Task to carry out:
Turn the part of the listing that opens with the line containing "Practice step: put one dot on the rooftop" and runs to the end of the listing into a Markdown table with the columns Row and Line. Put each line in its own row with its row number, and leave out blank lines.

Location labeling records:
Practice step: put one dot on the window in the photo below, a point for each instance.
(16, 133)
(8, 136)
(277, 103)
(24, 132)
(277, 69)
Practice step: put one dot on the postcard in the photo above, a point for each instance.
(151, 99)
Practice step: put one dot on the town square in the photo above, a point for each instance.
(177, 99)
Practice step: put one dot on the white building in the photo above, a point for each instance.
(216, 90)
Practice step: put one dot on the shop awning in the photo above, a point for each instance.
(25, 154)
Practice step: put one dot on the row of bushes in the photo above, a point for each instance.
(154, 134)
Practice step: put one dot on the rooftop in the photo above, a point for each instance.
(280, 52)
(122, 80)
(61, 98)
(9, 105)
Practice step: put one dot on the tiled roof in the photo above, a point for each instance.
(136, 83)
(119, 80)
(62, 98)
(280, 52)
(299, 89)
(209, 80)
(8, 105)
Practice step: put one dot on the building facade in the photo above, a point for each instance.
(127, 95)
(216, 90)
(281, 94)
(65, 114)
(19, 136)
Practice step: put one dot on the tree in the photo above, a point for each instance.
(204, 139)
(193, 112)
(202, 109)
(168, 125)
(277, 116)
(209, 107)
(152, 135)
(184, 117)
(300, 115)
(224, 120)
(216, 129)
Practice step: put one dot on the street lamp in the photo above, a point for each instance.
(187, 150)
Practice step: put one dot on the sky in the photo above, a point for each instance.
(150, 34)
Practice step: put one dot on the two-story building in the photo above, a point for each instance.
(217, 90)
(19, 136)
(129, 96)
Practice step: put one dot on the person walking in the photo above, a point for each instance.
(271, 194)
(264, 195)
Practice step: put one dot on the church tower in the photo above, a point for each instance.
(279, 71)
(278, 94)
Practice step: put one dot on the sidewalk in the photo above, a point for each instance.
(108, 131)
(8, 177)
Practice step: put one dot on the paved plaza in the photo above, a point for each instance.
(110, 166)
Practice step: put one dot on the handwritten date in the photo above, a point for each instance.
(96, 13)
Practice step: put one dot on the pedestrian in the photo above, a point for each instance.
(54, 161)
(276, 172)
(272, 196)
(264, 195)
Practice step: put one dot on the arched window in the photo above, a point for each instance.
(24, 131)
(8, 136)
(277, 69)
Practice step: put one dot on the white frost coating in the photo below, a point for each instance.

Result below:
| Row | Line |
|---|---|
| 1 | Practice step: put one dot on the rooftop in the photo above, a point for each instance. |
| 2 | (280, 52) |
| 3 | (122, 80) |
| 4 | (61, 98) |
| 5 | (9, 105) |
| 6 | Practice step: put one dot on the tiled roof in the photo above, a point for each instance. |
| 7 | (136, 83) |
| 8 | (119, 80) |
| 9 | (62, 98) |
| 10 | (280, 52) |
| 11 | (299, 89) |
| 12 | (209, 80) |
| 13 | (8, 105) |
| 14 | Practice step: put one dot on the building facade in the photo above, a point for each instance. |
| 15 | (127, 95) |
| 16 | (216, 90) |
| 17 | (281, 94) |
| 18 | (65, 114) |
| 19 | (19, 136) |
| 20 | Practice step: put one dot on the tree in the photo above, a point for each instance. |
| 21 | (204, 139) |
| 22 | (193, 112) |
| 23 | (202, 109) |
| 24 | (168, 125) |
| 25 | (277, 116) |
| 26 | (209, 107) |
| 27 | (152, 135) |
| 28 | (184, 117) |
| 29 | (300, 115) |
| 30 | (224, 120) |
| 31 | (216, 129) |
| 32 | Practice step: put one dot on the street lamp in the photo above, a point for each instance. |
| 33 | (187, 150) |
| 34 | Practice step: put one dot on the sky in the photo above, a point for each instance. |
| 35 | (150, 34) |
| 36 | Practice step: put one dot on the two-story building in the photo above, a point for each instance. |
| 37 | (217, 90) |
| 38 | (19, 136) |
| 39 | (129, 96) |
| 40 | Practice step: put one dot on the person walking in the photo above, a point for each instance. |
| 41 | (271, 194) |
| 42 | (264, 195) |
| 43 | Practice step: put one dot on the church tower in the photo above, a point for each instance. |
| 44 | (279, 71) |
| 45 | (278, 94) |
| 46 | Practice step: put one dot on the sidewalk in the photo above, a point for each instance. |
| 47 | (108, 131) |
| 48 | (8, 177) |
| 49 | Practice step: put one dot on the paved plaza in the photo above, a point for each instance. |
| 50 | (110, 166) |
| 51 | Practice step: put one dot on the handwritten date in the photo above, a point for each instance. |
| 52 | (96, 13) |
| 53 | Practice step: put one dot on the pedestrian in the photo above, a point for each instance. |
| 54 | (54, 161) |
| 55 | (276, 172) |
| 56 | (272, 196) |
| 57 | (264, 195) |
| 58 | Practice step: put one dot on the arched window in the photo above, a point for each instance. |
| 59 | (24, 131) |
| 60 | (8, 136) |
| 61 | (277, 69) |
| 62 | Practice step: put one dot on the white frost coating in the photo below, a point for each instance. |